**EXCERPTED PASSAGE:**
——————————

Open mosicr opened 2 years ago
Hi, thanks for posting the question! I'd like to learn more, can you elaborate and maybe give a relatively concrete example in the context of RL?
Thanks Yujin, Perhaps best analogy would be what detectives or intelligence services do: collect information from many unrelated sources to try to make decision / create a policy ( arrest a person ; start a preemptive strike ). In terms of RL: head agent is trying to develop a policy on what action to take given a state on terrain. Many smaller agents are unleashed and develop mini-policies, which are then merged into one global policy. In NLP world, it would be: stock ticker information, newspapers articles, earnings calls are analyzed by mini-agents, developing mini-policies on what action to take in a given state ( TSLA goes down; mini-action is buy TSLA; headlines talk about Tesla will experience difficulties in EU market; mini-action is sell TSLA ). Global policy takes all these policies into account and develops overarching policy ( buy / sell / hold TSLA). Or, to create article summarization in NLP : have a large language models ( BERT etc ) develop mini-policies on what article pieces are relevant to be picked / included in a summary ( start/stop positions; so action would be include this text span in a final summary - yes / no - based on state - text context; this would include external text sources, dictionaries etc .) The main policy would then integrate all these mini-policies to produce article summary that doesn't only include text spans from the original article but also include external text sources.
Hi, thanks for the examples!
If I understand it correctly, all these can be summarized in a hierarchical decision making system. One naive example of such a system is an ensemble of models where each individual model is responsible for interpreting a subset of the data modalities/sources, and an information integrator at a higher level makes the final decision. Although AttentionNeuron, or Attention in a general sense, should be able to achieve the same, an ensemble of models (in my opinion) is more straightforward and efficient.
Thank you for your answer, makes sense.
Hi, Great work !! I wonder if similar approach would work on text data coming from disparate sources ( that never belonged to the same text ). It'd be reverse of what you did in the paper - putting together a puzzle / learning a policy from many disparate pieces .

——————————

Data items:
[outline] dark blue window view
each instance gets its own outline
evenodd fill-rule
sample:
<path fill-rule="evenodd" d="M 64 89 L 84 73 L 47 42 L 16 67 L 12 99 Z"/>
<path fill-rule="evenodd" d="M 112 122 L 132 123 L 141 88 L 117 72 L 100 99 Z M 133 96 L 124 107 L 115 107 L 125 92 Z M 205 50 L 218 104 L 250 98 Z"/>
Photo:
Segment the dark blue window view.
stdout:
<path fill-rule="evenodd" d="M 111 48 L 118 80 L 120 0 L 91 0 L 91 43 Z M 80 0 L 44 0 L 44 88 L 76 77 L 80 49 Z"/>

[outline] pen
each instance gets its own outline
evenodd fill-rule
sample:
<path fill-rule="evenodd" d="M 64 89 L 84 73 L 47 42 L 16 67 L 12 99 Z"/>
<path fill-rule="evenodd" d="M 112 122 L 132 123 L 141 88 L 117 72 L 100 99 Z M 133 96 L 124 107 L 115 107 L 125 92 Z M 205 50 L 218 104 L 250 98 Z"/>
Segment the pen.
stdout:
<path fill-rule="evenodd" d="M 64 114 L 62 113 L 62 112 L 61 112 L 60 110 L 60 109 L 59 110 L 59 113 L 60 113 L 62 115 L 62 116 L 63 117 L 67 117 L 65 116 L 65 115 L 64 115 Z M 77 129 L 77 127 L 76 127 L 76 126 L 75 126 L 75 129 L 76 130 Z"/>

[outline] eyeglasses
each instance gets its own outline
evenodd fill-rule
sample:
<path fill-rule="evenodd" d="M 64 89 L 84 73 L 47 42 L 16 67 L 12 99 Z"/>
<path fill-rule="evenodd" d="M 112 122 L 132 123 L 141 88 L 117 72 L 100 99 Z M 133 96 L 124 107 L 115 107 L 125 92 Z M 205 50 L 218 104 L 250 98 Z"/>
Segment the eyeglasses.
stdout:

——————————

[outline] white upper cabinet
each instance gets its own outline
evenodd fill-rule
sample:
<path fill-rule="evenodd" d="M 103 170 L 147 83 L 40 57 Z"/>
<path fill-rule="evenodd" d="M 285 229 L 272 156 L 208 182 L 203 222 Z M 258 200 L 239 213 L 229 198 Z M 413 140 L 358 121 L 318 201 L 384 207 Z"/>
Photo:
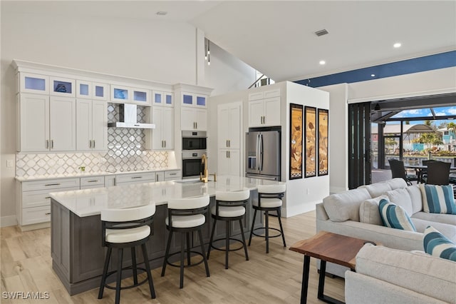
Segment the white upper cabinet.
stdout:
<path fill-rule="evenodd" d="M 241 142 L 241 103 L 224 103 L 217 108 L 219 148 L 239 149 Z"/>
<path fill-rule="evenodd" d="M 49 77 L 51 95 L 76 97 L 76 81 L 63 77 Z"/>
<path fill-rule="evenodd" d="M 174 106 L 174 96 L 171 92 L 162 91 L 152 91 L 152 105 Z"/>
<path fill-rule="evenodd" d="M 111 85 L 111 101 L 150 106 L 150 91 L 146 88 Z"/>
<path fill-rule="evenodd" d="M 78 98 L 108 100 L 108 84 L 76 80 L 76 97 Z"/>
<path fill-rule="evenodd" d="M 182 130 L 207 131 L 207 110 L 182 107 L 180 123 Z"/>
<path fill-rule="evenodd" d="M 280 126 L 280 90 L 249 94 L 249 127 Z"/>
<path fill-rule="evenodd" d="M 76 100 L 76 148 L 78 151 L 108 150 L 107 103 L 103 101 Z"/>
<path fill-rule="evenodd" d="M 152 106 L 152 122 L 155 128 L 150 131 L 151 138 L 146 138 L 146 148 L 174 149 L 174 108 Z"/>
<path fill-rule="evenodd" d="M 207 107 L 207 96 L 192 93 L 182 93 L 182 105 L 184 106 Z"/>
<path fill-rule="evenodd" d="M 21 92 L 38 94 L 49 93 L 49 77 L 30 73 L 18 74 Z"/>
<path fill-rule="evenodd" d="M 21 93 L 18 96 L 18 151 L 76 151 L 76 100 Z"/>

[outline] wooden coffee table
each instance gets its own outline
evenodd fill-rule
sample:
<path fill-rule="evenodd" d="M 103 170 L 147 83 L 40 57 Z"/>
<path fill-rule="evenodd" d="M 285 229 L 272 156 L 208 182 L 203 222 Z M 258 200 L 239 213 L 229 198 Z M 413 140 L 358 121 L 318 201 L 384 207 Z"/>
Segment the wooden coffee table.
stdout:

——————————

**PROBLEM DESCRIPTION:** Extract the passage of the forum thread from "Hi, thanks for the" to "straightforward and efficient.", copying it word for word.

**RESULT OF THE TASK:**
Hi, thanks for the examples!
If I understand it correctly, all these can be summarized in a hierarchical decision making system. One naive example of such a system is an ensemble of models where each individual model is responsible for interpreting a subset of the data modalities/sources, and an information integrator at a higher level makes the final decision. Although AttentionNeuron, or Attention in a general sense, should be able to achieve the same, an ensemble of models (in my opinion) is more straightforward and efficient.